DIRECTIONS FOR THIS TASK:
Below is a set of records. Repeat all of them exactly.

[Begin RECORD EXCERPTS]

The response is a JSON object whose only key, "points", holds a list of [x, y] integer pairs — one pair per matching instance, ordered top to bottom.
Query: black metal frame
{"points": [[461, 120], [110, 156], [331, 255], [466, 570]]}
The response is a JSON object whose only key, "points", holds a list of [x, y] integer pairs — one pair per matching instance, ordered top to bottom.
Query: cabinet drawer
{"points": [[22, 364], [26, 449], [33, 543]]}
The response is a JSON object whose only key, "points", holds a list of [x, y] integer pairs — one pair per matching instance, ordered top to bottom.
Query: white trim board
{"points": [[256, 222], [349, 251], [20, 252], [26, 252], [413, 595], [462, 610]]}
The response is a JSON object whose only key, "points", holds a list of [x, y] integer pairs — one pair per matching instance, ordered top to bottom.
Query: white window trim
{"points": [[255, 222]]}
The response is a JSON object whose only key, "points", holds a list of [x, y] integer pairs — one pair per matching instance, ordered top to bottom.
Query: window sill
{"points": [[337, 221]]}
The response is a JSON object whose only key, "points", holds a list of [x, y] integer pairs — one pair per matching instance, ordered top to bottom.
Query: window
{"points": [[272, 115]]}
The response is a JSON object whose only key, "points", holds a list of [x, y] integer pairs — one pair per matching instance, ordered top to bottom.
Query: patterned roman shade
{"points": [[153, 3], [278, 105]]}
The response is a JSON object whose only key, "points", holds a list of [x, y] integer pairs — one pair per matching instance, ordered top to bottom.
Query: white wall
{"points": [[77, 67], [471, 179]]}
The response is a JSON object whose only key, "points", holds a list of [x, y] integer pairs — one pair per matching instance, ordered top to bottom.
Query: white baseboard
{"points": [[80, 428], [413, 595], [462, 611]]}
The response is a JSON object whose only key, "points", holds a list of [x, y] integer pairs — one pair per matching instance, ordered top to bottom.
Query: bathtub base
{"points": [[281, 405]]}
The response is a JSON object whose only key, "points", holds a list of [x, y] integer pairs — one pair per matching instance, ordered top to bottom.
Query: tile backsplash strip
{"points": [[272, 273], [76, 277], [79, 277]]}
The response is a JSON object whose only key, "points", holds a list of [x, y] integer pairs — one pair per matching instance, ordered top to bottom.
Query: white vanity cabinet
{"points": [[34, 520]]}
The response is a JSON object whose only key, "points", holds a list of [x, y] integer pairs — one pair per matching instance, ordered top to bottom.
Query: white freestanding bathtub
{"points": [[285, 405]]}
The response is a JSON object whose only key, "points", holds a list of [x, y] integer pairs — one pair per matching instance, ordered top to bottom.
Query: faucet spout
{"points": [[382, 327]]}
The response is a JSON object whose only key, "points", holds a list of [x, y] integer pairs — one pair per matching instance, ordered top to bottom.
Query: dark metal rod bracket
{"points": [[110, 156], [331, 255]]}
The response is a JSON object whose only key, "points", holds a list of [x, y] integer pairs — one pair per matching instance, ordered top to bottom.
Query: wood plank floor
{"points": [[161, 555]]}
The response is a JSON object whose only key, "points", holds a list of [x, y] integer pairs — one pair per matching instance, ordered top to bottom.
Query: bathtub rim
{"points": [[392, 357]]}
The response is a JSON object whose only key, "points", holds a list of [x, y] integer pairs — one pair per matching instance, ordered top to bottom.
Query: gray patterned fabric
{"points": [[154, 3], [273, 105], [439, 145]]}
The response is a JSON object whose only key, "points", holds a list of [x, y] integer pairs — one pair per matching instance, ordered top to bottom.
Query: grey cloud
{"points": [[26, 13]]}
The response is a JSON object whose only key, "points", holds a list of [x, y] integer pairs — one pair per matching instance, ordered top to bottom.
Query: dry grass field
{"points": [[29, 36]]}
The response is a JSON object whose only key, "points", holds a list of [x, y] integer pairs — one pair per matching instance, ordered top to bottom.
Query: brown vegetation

[End RECORD EXCERPTS]

EXERCISE OUTPUT:
The response is a JSON object whose only key, "points", holds a list of [x, y] integer pairs — one pair per matching instance, ordered top to bottom.
Query: black metal frame
{"points": [[461, 120], [110, 156], [331, 255], [466, 570]]}
The response is a JSON object whose only key, "points", holds a list of [x, y] integer pairs — one pair per matching instance, ordered top to bottom.
Query: cabinet drawer
{"points": [[22, 364], [26, 449], [33, 543]]}
The response is a JSON object whose only key, "points", holds a list of [x, y] integer pairs — one pair per matching instance, ordered top to bottom.
Query: white trim board
{"points": [[256, 222], [349, 251], [20, 252], [26, 252], [413, 595], [462, 610]]}
The response is a JSON object whose only key, "points", holds a list of [x, y] integer pairs — one pair per matching instance, ordered top to bottom.
Query: white window trim
{"points": [[255, 222]]}
The response is a JSON object whose only key, "points", holds a list of [x, y] integer pairs — one pair per matching instance, ordered top to bottom.
Query: window sill
{"points": [[337, 221]]}
The response is a JSON object whose only key, "points", holds a list of [x, y] integer pairs — one pair per matching instance, ordered top to bottom.
Query: window
{"points": [[272, 115]]}
The response is a JSON object whose only key, "points", holds a list of [x, y] integer pairs — one pair per matching instance, ordered top to bottom.
Query: patterned roman shade
{"points": [[153, 3], [278, 105]]}
The response is a JSON object whose only key, "points", holds a list of [x, y] integer pairs — one pair per matching instance, ordered top to bottom.
Query: white wall
{"points": [[77, 67], [471, 179]]}
The response is a JSON object whose only key, "points", holds a list of [x, y] integer pairs — one pair per matching instance, ordered top to bottom.
Query: white baseboard
{"points": [[80, 428], [413, 595], [462, 611]]}
The response is a JSON object whose only key, "points", holds a list of [x, y] integer pairs — one pair per matching instance, ordered top to bottom.
Query: bathtub base
{"points": [[281, 405]]}
The response is a JSON object whose only key, "points", holds a list of [x, y] integer pairs — one pair per matching instance, ordered top to bottom.
Query: tile backsplash strip
{"points": [[272, 273], [76, 277], [79, 277]]}
The response is a JSON object whose only key, "points", holds a list of [x, y] integer pairs — one pair per matching instance, ordered top to bottom.
Query: white vanity cabinet
{"points": [[34, 520]]}
The response is a JSON object whose only key, "points", holds a list of [x, y] integer pairs — one pair per matching instance, ordered top to bottom.
Query: white freestanding bathtub
{"points": [[285, 405]]}
The response is a JSON object whose only key, "points", holds a list of [x, y] integer pairs — one pair per matching instance, ordered top to bottom.
Query: faucet spout
{"points": [[382, 327]]}
The response is a JSON object whose only key, "points", holds a list of [x, y] integer pairs — one pair per matching instance, ordered top to bottom.
Query: dark metal rod bracket
{"points": [[110, 156], [331, 255]]}
The response is a JSON object whose only key, "points", holds a list of [x, y] integer pairs — one pair per matching instance, ordered top to bottom.
Query: wood plank floor
{"points": [[161, 555]]}
The response is a JSON object whose only key, "points", holds a list of [x, y] integer pairs — one pair per matching instance, ordered top to bottom.
Query: bathtub rim
{"points": [[392, 357]]}
The response is a JSON object whose only key, "points", holds a list of [x, y] integer pairs — one pair per matching instance, ordered top to bottom.
Query: gray patterned fabric
{"points": [[154, 3], [273, 105], [439, 145]]}
The response is a JSON object whose only key, "points", holds a list of [x, y] integer pairs — one pair per matching instance, ordered top to bottom.
Query: grey cloud
{"points": [[26, 13]]}
The response is a JSON object whose only key, "points", holds a list of [x, y] integer pairs — one pair per matching instance, ordered top to bottom.
Query: dry grass field
{"points": [[29, 36]]}
The response is a JSON object whose only key, "points", holds a list of [x, y] integer pairs — one pair per matching instance, ordered top to bottom.
Query: brown vegetation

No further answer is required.